GIVEN EXERCISE 1
Can you repeat, word for word, the lines of the records below, everything from the line containing "Give one point for each instance of the wooden" down to the line containing "(1021, 814)", both included?

>> Begin PASSAGE GIVEN

However, today the potential for the development of agriculture in the mountains of the North Caucasus is scarcely used, even though there is a favorable continental climate, plenty of water sources and thousands of hectares of mountain ranges. The Business-Association of Chechnya says that in mountains it is impossible to use machines, so hand labor prevails and products are expensive. But scarp slopes can be cultivated by compact machines – mini-tractors and walking tractors, like in Austria.
According to some data, by 1944 more than 30% of the population lived in the mountains of Chechnya, while goods which were produced there provided 70% of the republics consumption. VK was told by the Center of Strategic Research of Chechnya that “the mountain regions were centers of developed breeding. A special form of distant-pasture cattle tending appeared there. Despite rich mountain pastures, it is difficult to collect the necessary amount of feed-stuff for winter in mountains. That is why most of the cattle were driven to winter pastures near Terek.” This unique system of economy, which was formed many centuries ago, was destroyed. The first blow was dealt by the deportation in 1944. After reconstruction of the republic in 1957 the authorities didn’t allow mountain residents to continue their households, as it didn’t suit the collective household system of the USSR.
Another reason for resettlement of mountain residents to the plains (at least 20,000 people) was landslides in the late 1980s. Efforts to revive abandoned mountain residential areas failed. Great amounts of money were needed, while isolated households became separated from winter plain pastures. The two Chechen military campaigns dealt the last blows to small mountainous residential areas. Today in Dagestan, where mountainous regions saw no mass deportations, mountain households have more than 2 million small herd animals. In Chechnya – far fewer. That is why Dagestan exports meat and breeding products, while Chechnya imports them.
After analysis of the mountainous zone, agricultural experts understood why mountain residents of ancient times built security towers high in the mountains. “For protection from enemy-nomads – is only half of the answer. Who needs poor mountain people, if they possess nothing? Nomads only attacked those who had something valuable. Construction of a security tower was like construction of a skyscraper today. If the mountain people spent a lot of resources on it, they had something which needed protecting. So they were wealthy people,” the initiators of the project for cultivating mountain land say.
“Today the number of businessmen in remote regions of the republic is trifling in comparison to the plains regions,” the deputy chairman of the Chechen government committee on small business, Avkhan Dzhamukhanov, told VK, promising the establishment of an agro-business incubator in two years.

>> End PASSAGE GIVEN
>> Begin DATA TO USE

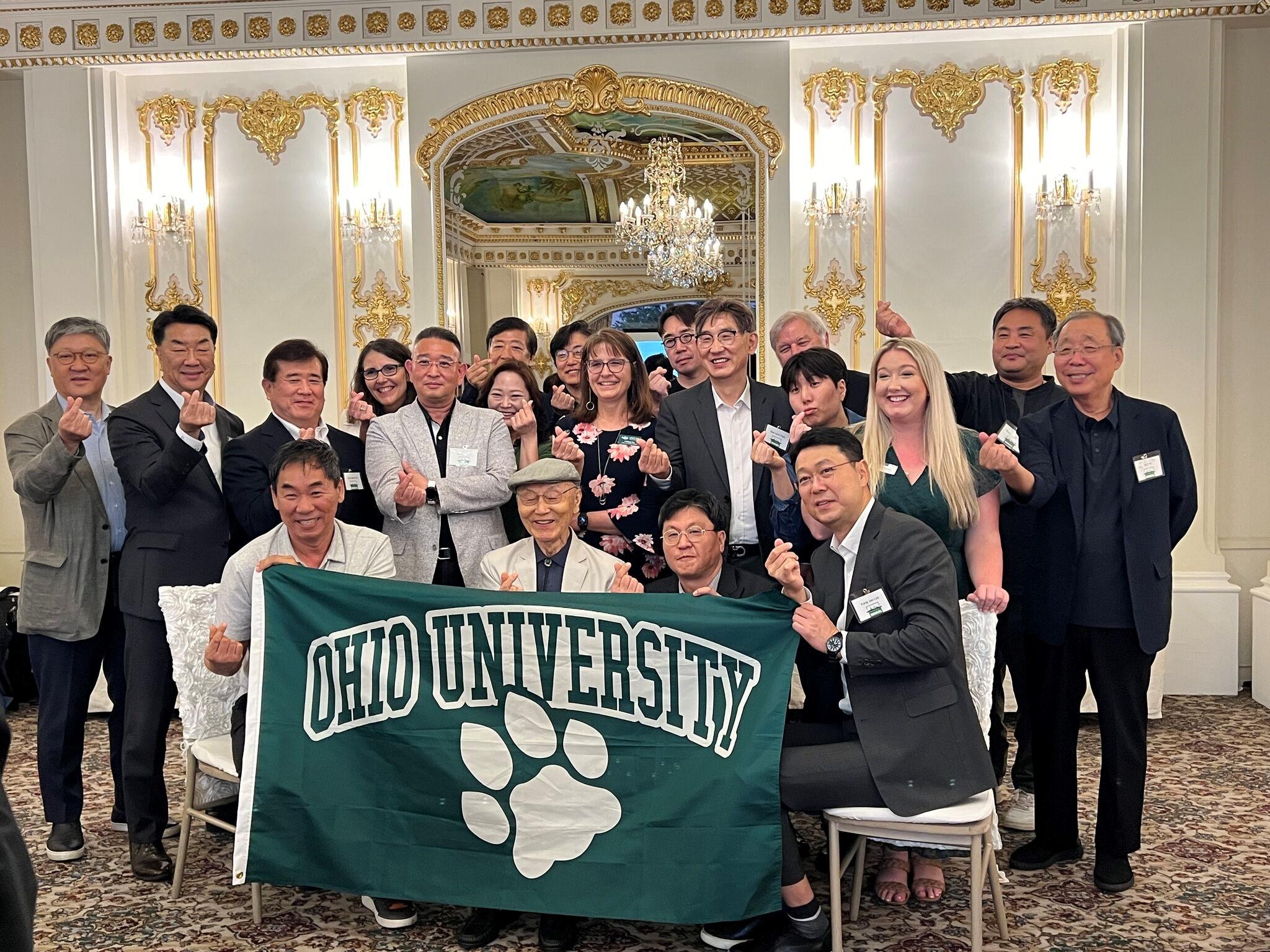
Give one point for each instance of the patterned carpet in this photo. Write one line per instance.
(1203, 878)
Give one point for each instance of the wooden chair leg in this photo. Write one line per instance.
(858, 878)
(977, 894)
(998, 903)
(186, 805)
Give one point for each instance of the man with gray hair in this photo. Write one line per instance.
(1113, 484)
(73, 512)
(796, 332)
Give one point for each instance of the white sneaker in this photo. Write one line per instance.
(1021, 814)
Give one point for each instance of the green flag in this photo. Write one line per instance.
(584, 754)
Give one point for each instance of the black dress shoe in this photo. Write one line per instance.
(1036, 855)
(1113, 874)
(65, 842)
(789, 940)
(558, 933)
(484, 926)
(150, 862)
(728, 935)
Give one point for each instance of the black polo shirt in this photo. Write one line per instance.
(1101, 598)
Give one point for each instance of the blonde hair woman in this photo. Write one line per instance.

>> End DATA TO USE

GIVEN EXERCISE 2
Could you reproduce the passage on mountain farming in Chechnya above word for word, everything from "After analysis of" down to "in two years."?

EXERCISE RESPONSE 1
Give one point for each instance of the wooden chair leg in this photo. Write one line per instance.
(858, 878)
(977, 894)
(998, 903)
(186, 805)
Give one point for each instance of the man with gray hair in this photo. Write one line per instance.
(1113, 484)
(73, 512)
(796, 332)
Give one point for each instance of the white sneaker in this photo. Write one line per instance.
(1021, 814)

EXERCISE RESPONSE 2
After analysis of the mountainous zone, agricultural experts understood why mountain residents of ancient times built security towers high in the mountains. “For protection from enemy-nomads – is only half of the answer. Who needs poor mountain people, if they possess nothing? Nomads only attacked those who had something valuable. Construction of a security tower was like construction of a skyscraper today. If the mountain people spent a lot of resources on it, they had something which needed protecting. So they were wealthy people,” the initiators of the project for cultivating mountain land say.
“Today the number of businessmen in remote regions of the republic is trifling in comparison to the plains regions,” the deputy chairman of the Chechen government committee on small business, Avkhan Dzhamukhanov, told VK, promising the establishment of an agro-business incubator in two years.